[[ Text block, beginning ]]
Education Reformer and Colleague David Seeley Dead!


Dear Commons Community,

David Seeley who was our colleague here at the CUNY Graduate Center has passed away at the age of 85. The cause of death was myasthenia gravis, a neuromuscular disease. David was recognized and highly regarded nationally. As described in his obituary:

“Dr. Seeley was recruited by Francis Keppel, his former professor and President Lyndon B. Johnson’s education commissioner, to help enforce the guidelines against school segregation in the 1964 Civil Rights Act. He was given the title of assistant commissioner for equal educational opportunities and held that post from 1965 to 1967.  The federal government had only incremental success at first — though a Georgia congressman, Phil M. Landrum, demanded Dr. Seeley’s removal on the grounds that he was going too fast on desegregation.

In 1967,  he became director of the New York City Mayor’s Office of Education Liaison under John Lindsay. A year later, he switched to addressing education issues outside government, as a senior staff associate at the Metropolitan Applied Research Center under Dr. Kenneth B. Clark, the noted national civil rights leader, psychologist and educator.
[[ Text block, end ]]
Exercise tasks>
1. According to the post about David Seeley's death, what disease caused his death?
2. Swap "incremental" for "gradual" as you restate the post about David Seeley from "David Seeley who" up to and including "fast on desegregation.".
3. Continue the post about David Seeley's death from the point where it stops.
The records have nothing to do with the post about David Seeley.
[[ Data excerpts, beginning ]]
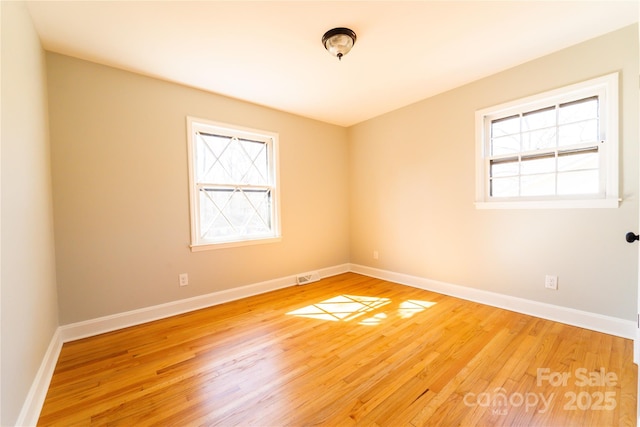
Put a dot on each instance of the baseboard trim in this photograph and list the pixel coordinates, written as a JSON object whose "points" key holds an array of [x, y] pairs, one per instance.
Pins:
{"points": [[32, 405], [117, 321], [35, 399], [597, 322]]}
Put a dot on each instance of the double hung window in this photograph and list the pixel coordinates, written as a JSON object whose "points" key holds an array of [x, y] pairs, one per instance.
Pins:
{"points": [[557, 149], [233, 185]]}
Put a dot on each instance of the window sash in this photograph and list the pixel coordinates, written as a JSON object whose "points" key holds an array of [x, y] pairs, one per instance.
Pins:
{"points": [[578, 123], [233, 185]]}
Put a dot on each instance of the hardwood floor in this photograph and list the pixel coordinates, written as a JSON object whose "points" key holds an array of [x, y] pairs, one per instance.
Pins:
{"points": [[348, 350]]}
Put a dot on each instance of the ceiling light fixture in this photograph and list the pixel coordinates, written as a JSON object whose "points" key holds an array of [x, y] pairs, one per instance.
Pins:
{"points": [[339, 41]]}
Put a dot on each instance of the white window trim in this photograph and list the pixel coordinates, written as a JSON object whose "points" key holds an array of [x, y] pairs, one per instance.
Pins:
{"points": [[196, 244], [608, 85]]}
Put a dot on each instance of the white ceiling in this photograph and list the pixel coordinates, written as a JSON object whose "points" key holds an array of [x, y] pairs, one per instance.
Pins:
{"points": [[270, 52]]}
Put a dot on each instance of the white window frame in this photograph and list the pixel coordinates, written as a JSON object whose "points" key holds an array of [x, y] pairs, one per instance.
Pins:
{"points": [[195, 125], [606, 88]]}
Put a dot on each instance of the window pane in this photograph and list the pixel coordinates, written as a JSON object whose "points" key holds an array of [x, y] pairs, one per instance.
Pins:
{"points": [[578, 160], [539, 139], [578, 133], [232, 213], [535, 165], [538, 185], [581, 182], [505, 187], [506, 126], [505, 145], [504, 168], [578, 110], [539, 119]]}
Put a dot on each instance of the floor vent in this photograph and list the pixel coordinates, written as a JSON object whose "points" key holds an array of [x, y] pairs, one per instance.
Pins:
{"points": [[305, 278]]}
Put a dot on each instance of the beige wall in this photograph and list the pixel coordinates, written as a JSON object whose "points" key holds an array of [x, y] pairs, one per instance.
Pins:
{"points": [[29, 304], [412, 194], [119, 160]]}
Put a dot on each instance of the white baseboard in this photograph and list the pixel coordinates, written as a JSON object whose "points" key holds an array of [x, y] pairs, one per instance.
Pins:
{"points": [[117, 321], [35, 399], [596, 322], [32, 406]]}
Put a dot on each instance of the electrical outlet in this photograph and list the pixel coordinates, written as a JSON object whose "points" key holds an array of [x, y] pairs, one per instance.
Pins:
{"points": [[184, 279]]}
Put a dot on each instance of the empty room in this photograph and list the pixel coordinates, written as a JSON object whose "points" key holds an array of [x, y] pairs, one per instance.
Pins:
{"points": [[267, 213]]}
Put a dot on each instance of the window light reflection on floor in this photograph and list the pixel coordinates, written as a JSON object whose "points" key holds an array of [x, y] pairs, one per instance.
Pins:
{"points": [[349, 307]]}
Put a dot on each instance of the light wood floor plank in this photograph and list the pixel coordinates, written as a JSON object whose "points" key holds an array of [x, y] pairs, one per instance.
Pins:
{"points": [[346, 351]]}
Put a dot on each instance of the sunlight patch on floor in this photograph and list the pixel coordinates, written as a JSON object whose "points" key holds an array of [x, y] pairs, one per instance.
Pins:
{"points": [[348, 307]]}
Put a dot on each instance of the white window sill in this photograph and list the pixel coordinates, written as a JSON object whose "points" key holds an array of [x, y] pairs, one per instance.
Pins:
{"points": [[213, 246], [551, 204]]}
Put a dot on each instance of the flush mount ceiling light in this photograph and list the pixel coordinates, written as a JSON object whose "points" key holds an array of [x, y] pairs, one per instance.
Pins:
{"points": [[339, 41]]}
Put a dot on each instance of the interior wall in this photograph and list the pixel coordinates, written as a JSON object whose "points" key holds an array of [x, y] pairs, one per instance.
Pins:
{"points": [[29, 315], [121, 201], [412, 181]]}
[[ Data excerpts, end ]]
[[ Data excerpts, beginning ]]
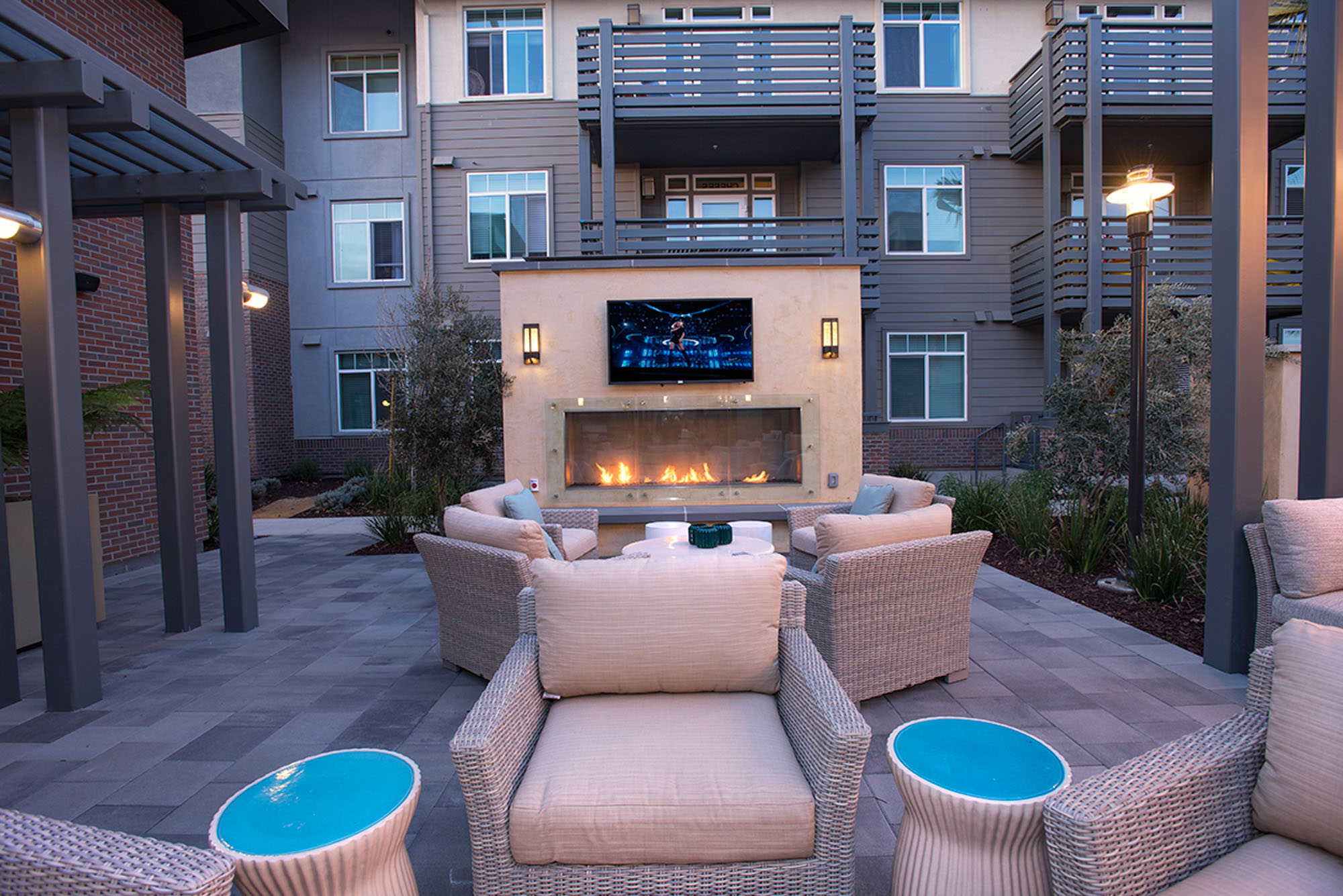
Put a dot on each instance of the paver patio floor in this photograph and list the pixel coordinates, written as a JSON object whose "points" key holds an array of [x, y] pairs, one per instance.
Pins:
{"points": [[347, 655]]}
[[ Data excerpts, end ]]
Responses>
1. Myasthenia gravis, a neuromuscular disease.

2.
David Seeley who was our colleague here at the CUNY Graduate Center has passed away at the age of 85. The cause of death was myasthenia gravis, a neuromuscular disease. David was recognized and highly regarded nationally. As described in his obituary:

“Dr. Seeley was recruited by Francis Keppel, his former professor and President Lyndon B. Johnson’s education commissioner, to help enforce the guidelines against school segregation in the 1964 Civil Rights Act. He was given the title of assistant commissioner for equal educational opportunities and held that post from 1965 to 1967.  The federal government had only gradual success at first — though a Georgia congressman, Phil M. Landrum, demanded Dr. Seeley’s removal on the grounds that he was going too fast on desegregation.

3.
He served as executive director of the Public Education Association from 1969 to 1980, continuing his work on school reform, and his book about the collaborative process in schools, “Education Through Partnership,” was published in 1981. He also wrote numerous articles for and served as a consultant to many educational enterprises.

“He was a moral compass, and his life touched and influenced many, many people in a positive way, myself included. He was always a great supporter, inspiration and the voice of reason,” said Staten Island Assemblyman Matt Titone. “I’m so grateful to have had the opportunity to know him.”

I first met David in the early 1980s at the College of Staten Island where we both worked.  In the 1990s, we were members of the committee that designed our Ph.D. Program in Urban Education here at the Graduate Center.  Before he retired, David came to many of our events and offered constructive advice on how to move the program forward.

Our condolences to his family.  May he rest in peace!